◆ Your instructions ◆
Because the lines must stay identical, write out the data without changing anything.

◆ Given data ◆
+-------+
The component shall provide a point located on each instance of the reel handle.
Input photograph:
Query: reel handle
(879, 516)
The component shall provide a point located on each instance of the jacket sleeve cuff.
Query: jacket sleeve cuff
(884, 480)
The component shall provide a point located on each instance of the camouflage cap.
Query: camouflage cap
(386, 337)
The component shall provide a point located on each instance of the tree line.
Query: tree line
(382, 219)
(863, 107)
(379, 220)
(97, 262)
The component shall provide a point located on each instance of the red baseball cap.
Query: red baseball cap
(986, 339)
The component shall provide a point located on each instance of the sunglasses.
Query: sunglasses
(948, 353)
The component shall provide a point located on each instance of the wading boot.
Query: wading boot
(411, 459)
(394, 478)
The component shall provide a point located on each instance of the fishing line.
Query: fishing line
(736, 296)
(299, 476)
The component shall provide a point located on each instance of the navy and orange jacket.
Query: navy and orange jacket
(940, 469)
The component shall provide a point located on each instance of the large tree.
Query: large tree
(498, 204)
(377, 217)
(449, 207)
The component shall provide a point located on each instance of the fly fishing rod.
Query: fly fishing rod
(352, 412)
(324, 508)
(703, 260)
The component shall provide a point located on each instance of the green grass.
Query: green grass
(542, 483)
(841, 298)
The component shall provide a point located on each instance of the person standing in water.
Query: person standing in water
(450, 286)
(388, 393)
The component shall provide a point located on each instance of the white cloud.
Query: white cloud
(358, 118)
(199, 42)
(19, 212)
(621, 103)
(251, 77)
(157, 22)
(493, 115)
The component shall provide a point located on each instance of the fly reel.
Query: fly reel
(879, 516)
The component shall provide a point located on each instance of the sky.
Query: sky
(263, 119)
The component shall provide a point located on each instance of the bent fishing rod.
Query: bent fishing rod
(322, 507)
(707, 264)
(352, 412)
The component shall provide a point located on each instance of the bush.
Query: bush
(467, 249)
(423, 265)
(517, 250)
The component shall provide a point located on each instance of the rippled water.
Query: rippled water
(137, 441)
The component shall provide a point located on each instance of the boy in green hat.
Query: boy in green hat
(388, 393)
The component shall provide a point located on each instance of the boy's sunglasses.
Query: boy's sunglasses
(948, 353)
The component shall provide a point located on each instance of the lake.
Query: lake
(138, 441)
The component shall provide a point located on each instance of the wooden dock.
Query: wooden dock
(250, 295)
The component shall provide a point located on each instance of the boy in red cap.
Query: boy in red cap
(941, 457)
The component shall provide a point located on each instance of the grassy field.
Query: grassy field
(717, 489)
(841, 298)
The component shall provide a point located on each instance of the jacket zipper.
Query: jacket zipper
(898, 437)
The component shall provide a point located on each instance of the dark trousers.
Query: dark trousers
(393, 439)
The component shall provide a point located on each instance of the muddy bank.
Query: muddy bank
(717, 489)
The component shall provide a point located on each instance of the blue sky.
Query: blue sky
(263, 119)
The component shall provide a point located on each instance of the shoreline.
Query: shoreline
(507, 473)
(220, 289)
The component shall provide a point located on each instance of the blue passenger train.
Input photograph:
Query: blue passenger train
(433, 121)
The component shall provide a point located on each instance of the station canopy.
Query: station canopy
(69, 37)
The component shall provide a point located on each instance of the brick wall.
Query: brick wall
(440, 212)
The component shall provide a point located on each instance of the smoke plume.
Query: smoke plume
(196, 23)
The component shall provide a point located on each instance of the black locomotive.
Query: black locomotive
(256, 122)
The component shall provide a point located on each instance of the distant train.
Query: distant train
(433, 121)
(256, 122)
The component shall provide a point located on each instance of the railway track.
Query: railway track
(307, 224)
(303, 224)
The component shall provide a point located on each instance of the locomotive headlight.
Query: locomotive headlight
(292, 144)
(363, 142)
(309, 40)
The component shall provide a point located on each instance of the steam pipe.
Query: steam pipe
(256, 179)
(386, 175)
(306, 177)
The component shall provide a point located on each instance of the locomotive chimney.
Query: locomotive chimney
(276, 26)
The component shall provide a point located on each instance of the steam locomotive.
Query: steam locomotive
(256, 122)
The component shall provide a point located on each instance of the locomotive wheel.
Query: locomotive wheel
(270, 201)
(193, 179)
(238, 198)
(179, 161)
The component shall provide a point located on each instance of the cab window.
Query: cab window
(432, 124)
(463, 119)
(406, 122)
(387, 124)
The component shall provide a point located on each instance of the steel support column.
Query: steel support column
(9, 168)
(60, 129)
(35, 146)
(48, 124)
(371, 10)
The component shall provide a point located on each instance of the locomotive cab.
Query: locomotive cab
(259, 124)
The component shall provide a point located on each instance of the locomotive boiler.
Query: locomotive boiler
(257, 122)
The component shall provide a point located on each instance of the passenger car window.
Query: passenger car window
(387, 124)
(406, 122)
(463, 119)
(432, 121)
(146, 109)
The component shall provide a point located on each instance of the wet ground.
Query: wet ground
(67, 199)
+-------+
◆ Response to this task ◆
The component shall provide a point located on each instance of the reel handle.
Input photograph:
Query: reel handle
(879, 516)
The component shall provide a point located on each instance of the jacket sleeve cuff.
Query: jacket sleeve cuff
(884, 480)
The component shall provide a point located on each instance of the camouflage cap.
Query: camouflage cap
(386, 337)
The component shall provide a point located on each instance of the tree line.
Query: tree line
(382, 219)
(863, 107)
(379, 220)
(97, 262)
The component shall provide a point located on each instance of the red baseball cap.
Query: red baseball cap
(986, 339)
The component shall provide a point located on each instance of the sunglasses.
Query: sunglasses
(948, 353)
The component shall provide a point located on each instance of the wading boot.
Query: wading boot
(411, 459)
(394, 478)
The component shall provide a point located on each instance of the fishing line.
Query: fishing line
(736, 296)
(299, 476)
The component shall provide a point located on each instance of the navy and orange jacket.
Query: navy and orange jacket
(940, 469)
The component shall provide a point located on each instance of the large tree.
Query: large tree
(498, 204)
(377, 217)
(449, 207)
The component shall provide a point located on each instance of the fly fishing rod.
Query: fly fishing rod
(352, 412)
(324, 508)
(703, 260)
The component shall provide a point located on each instance of the green grass.
Query: green grass
(542, 483)
(841, 298)
The component shall provide a point located on each instance of the person standing in water.
Query: person standing in water
(450, 286)
(388, 393)
The component shall provide a point located on each instance of the white cloud.
Query: white cloud
(358, 118)
(199, 42)
(19, 212)
(621, 103)
(251, 77)
(157, 22)
(493, 115)
The component shall provide a point located on each instance of the fly reel.
Query: fly reel
(879, 516)
The component shall provide a point located on each instance of the sky.
Query: sky
(263, 119)
The component shall provide a point located on each instance of the bent fishing rod.
Query: bent fishing rod
(322, 507)
(707, 264)
(352, 412)
The component shall provide a point located on each instance of the bush.
Query: bush
(467, 249)
(423, 265)
(517, 250)
The component shall provide a point located on each instance of the rippled water.
Query: rippled water
(137, 441)
The component shall provide a point located on each instance of the boy in green hat.
Query: boy in green hat
(388, 393)
The component shall provide a point located on each instance of the boy's sunglasses.
Query: boy's sunglasses
(948, 353)
The component shall provide a point located on each instance of the lake.
Query: lake
(138, 441)
The component shall provide a point located on each instance of the wooden dock.
Query: wooden dock
(250, 295)
The component shall provide a point located on each instance of the boy in red cap.
Query: boy in red cap
(941, 457)
The component shall provide a point located on each instance of the grassy field.
Query: grassy field
(717, 489)
(841, 298)
The component shall provide a point located on each instance of the jacket zipper.
Query: jacket zipper
(898, 437)
The component shall provide a point located on each instance of the dark trousers.
Query: dark trousers
(393, 439)
The component shall provide a point located on each instance of the muddy bank.
Query: muddy bank
(717, 489)
The component shall provide a point located on each instance of the blue sky.
Query: blue sky
(263, 119)
The component shall provide a point located on each instance of the shoreline.
Query: shoreline
(507, 473)
(220, 289)
The component shall provide a point located on each instance of the blue passenger train.
Input photograph:
Query: blue passenger train
(433, 121)
The component shall provide a point located on each instance of the station canopy.
Query: station canopy
(69, 37)
The component shall provide a point located on each instance of the brick wall.
Query: brick wall
(440, 212)
The component shall provide a point located on each instance of the smoke plume.
Query: smoke plume
(196, 23)
The component shall provide a point located on each instance of the black locomotive.
Query: black locomotive
(256, 122)
The component shall provide a point located on each instance of the distant train.
Query: distant train
(433, 121)
(256, 122)
The component shall provide a point located on each instance of the railway track.
Query: railway track
(307, 224)
(303, 224)
The component shall provide a point located on each instance of the locomotive headlight.
Query: locomotive headlight
(292, 144)
(363, 142)
(309, 40)
The component shall provide a point located on each instance of the steam pipe.
Query: steam pipe
(256, 179)
(386, 175)
(306, 177)
The component shall provide a point located on each instance of the locomotive chimney.
Query: locomotive chimney
(276, 26)
The component shall provide a point located on each instance of the steam locomotive.
Query: steam locomotive
(256, 122)
The component shall provide a point located on each instance of the locomotive wheel.
Query: locomotive wheel
(270, 201)
(193, 179)
(238, 198)
(179, 161)
The component shall provide a point located on each instance of the cab window.
Query: cab window
(432, 124)
(463, 119)
(406, 122)
(387, 124)
The component shall provide a point located on each instance of the steel support column.
Query: steel support column
(9, 168)
(60, 129)
(35, 146)
(48, 124)
(371, 10)
The component shall provide a point located on each instance of the locomotive cab.
Query: locomotive cab
(259, 124)
The component shall provide a point located on each instance of the locomotive boiler.
Query: locomotive boiler
(257, 122)
The component shall provide a point located on each instance of the passenger car window.
Query: passenger car window
(387, 124)
(406, 122)
(463, 119)
(432, 121)
(146, 109)
The component shall provide a point located on each instance of the wet ground.
Query: wet ground
(67, 199)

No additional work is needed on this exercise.